• WHAT IS REQUIRED
Please transcribe the data exactly, with nothing left out.
TASK INPUTS START
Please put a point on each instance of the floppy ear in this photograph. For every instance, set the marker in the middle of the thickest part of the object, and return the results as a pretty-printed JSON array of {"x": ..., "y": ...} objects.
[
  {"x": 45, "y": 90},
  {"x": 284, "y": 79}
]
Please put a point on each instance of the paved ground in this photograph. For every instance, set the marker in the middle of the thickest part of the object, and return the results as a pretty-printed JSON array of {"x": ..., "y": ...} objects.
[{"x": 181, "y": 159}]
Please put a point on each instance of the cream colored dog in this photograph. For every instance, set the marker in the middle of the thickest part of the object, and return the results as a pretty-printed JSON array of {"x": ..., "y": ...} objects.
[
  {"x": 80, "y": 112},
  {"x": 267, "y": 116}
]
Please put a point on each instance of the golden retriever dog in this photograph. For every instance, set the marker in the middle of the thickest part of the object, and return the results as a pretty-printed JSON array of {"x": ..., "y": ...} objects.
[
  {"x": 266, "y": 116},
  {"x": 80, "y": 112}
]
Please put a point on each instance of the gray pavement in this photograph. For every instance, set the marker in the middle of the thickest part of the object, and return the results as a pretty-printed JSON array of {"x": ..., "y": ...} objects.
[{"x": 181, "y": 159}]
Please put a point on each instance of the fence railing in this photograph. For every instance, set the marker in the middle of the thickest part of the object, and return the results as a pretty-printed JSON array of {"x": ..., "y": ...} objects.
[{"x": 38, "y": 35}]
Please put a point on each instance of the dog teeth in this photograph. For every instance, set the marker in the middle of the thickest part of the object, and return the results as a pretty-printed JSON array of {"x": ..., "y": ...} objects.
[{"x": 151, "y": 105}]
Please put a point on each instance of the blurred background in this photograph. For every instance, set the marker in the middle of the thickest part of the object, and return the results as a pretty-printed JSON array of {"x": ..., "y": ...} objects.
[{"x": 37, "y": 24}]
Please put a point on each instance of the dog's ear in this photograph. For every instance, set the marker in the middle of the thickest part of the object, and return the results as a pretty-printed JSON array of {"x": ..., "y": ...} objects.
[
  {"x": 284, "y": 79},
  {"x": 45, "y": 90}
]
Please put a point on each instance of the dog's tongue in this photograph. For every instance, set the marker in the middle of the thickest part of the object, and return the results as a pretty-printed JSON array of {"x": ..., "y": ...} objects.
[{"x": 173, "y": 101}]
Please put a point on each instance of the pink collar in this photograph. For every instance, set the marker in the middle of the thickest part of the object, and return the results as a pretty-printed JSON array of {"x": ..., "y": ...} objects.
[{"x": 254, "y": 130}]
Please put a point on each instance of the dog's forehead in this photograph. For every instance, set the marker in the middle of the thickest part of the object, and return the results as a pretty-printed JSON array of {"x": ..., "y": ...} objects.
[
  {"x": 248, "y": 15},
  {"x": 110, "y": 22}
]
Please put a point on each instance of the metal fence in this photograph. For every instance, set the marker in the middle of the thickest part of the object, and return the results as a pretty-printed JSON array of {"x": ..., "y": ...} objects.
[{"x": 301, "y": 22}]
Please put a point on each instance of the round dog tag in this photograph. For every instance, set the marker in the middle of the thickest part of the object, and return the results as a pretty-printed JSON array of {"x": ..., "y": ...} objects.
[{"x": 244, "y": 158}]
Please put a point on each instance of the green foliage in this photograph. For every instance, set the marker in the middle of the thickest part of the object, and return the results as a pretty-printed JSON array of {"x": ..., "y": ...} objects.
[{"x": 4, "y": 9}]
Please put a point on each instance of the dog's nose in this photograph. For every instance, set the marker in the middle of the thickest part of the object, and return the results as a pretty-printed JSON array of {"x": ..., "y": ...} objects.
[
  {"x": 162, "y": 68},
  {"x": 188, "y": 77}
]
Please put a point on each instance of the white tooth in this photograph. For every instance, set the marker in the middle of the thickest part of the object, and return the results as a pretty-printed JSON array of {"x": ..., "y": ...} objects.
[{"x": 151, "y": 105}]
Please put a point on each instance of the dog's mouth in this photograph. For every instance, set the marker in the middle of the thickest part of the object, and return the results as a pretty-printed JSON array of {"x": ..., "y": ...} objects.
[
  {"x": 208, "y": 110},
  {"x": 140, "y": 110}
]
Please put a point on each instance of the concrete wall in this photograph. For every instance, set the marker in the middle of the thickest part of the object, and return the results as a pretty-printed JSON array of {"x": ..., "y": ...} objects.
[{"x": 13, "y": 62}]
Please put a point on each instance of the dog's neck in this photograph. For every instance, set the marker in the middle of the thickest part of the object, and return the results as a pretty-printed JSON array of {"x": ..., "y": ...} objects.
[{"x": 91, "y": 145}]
TASK INPUTS END
• RESPONSE
Please put a point on each instance of the floppy ear in this photograph. For every instance, set the marker in the middle of the thickest part of the object, and return the results as a pretty-printed JSON array of {"x": ..., "y": ...} objects.
[
  {"x": 45, "y": 90},
  {"x": 284, "y": 79}
]
Please put a point on each instance of the paved ground in this photograph. For every instance, set the marker in the middle of the thickest part of the object, and return the results as a pretty-printed JSON array of {"x": ..., "y": ...} objects.
[{"x": 181, "y": 159}]
Please put a point on each instance of the cream colored dog in this photograph. For every instance, set the marker in the middle of the thickest part of the object, and return the results as a pretty-printed JSON array of {"x": ..., "y": ...} objects.
[
  {"x": 80, "y": 112},
  {"x": 267, "y": 116}
]
Please put a point on each instance of the golden retriever dog in this photograph. For every instance, set the marker in the middle of the thickest part of the object, and return the results as a pretty-printed JSON array of {"x": ..., "y": ...} objects.
[
  {"x": 266, "y": 116},
  {"x": 80, "y": 112}
]
Please put a point on each instance of the gray pavement in this photograph. For every instance, set the marker in the middle of the thickest part of the object, and return the results as a pretty-printed JSON array of {"x": ..., "y": ...} objects.
[{"x": 181, "y": 159}]
Please put a point on each instance of the fence railing in this photograph. For every instance, set the marker in the middle of the thickest part of the object, and return the results as a pretty-printed JSON array of {"x": ..., "y": ...} objects.
[{"x": 38, "y": 35}]
Please put a point on each instance of the dog teeth in this photograph. For every instance, set the marker in the middle of the thickest part of the object, and return the results as a pretty-printed JSON array of {"x": ..., "y": ...} objects.
[{"x": 151, "y": 105}]
Please put a point on each instance of the blurred background in this photograph. For every instance, set the marker in the middle of the thickest part of the object, and return the results as a pretty-printed JSON array of {"x": ..., "y": ...} objects.
[{"x": 37, "y": 24}]
Please put a point on each instance of the dog's ear in this photograph. For every instance, set the marker in the middle of the thickest part of the object, and return the results as a pretty-printed JSON array of {"x": ..., "y": ...} objects.
[
  {"x": 284, "y": 79},
  {"x": 45, "y": 90}
]
Please put a point on each instance of the dog's tongue in this photograph. For every instance, set the marker in the middle of the thickest part of the object, and return the results as a pretty-printed JSON array of {"x": ..., "y": ...} objects.
[{"x": 173, "y": 101}]
Please put a point on each instance of the pink collar in this photograph. For every instance, set the marker in the middle of the thickest part of the object, and return the results as a pretty-printed JSON array of {"x": ..., "y": ...} objects.
[{"x": 254, "y": 130}]
Please put a point on each instance of the dog's forehead in this photograph. For every instance, set the marker in the middle of the thickest part of the object, and return the results as a pretty-printed JSON array of {"x": ..., "y": ...} objects.
[
  {"x": 248, "y": 15},
  {"x": 110, "y": 22}
]
Please put a point on each instance of the metal fence in this photograph. For every instance, set the marker in the middle of the thickest part of the object, and return the results as a pretty-printed JSON array of {"x": ..., "y": ...} objects.
[{"x": 301, "y": 22}]
Please put a point on each instance of the round dog tag in this photograph. For every instance, set the marker in the middle of the thickest part of the object, and return the results as a pretty-printed JSON array of {"x": ..., "y": ...} objects.
[{"x": 244, "y": 158}]
Please put a point on each instance of the green foliage in this photograph. For every instance, set the marker in the middle of the thickest part of the object, and return the results as a pretty-printed JSON array of {"x": ..., "y": ...} objects.
[{"x": 4, "y": 9}]
Please put a point on each instance of the dog's nose in this photograph. For every instance, set the marker in the middle of the thickest part of the object, and return the results as a pretty-printed JSON array of {"x": ..., "y": ...} objects.
[
  {"x": 162, "y": 68},
  {"x": 188, "y": 77}
]
Please put a point on each instance of the white tooth in this photograph. For every instance, set the marker in the middle of the thickest part of the object, and return the results as a pretty-printed JSON array of {"x": ..., "y": ...} objects.
[{"x": 151, "y": 105}]
Please put a point on each instance of the dog's mouth in this photograph. For every instance, set the marker in the middle of the thickest part of the object, and return the results as a pretty-printed JSON array of {"x": ..., "y": ...} objects.
[
  {"x": 208, "y": 110},
  {"x": 140, "y": 110}
]
Please put a point on each instance of the concrete wall in this photograph. For every instance, set the marker in the middle of the thickest part of the object, and return the results as a pretty-printed JSON array of {"x": ..., "y": ...} objects.
[{"x": 13, "y": 62}]
Please put a point on each instance of the dog's neck in this photograph. For every instance, set the marker in the middle of the thickest part of the object, and return the results as a pretty-printed JSON array of {"x": ..., "y": ...} objects.
[{"x": 91, "y": 145}]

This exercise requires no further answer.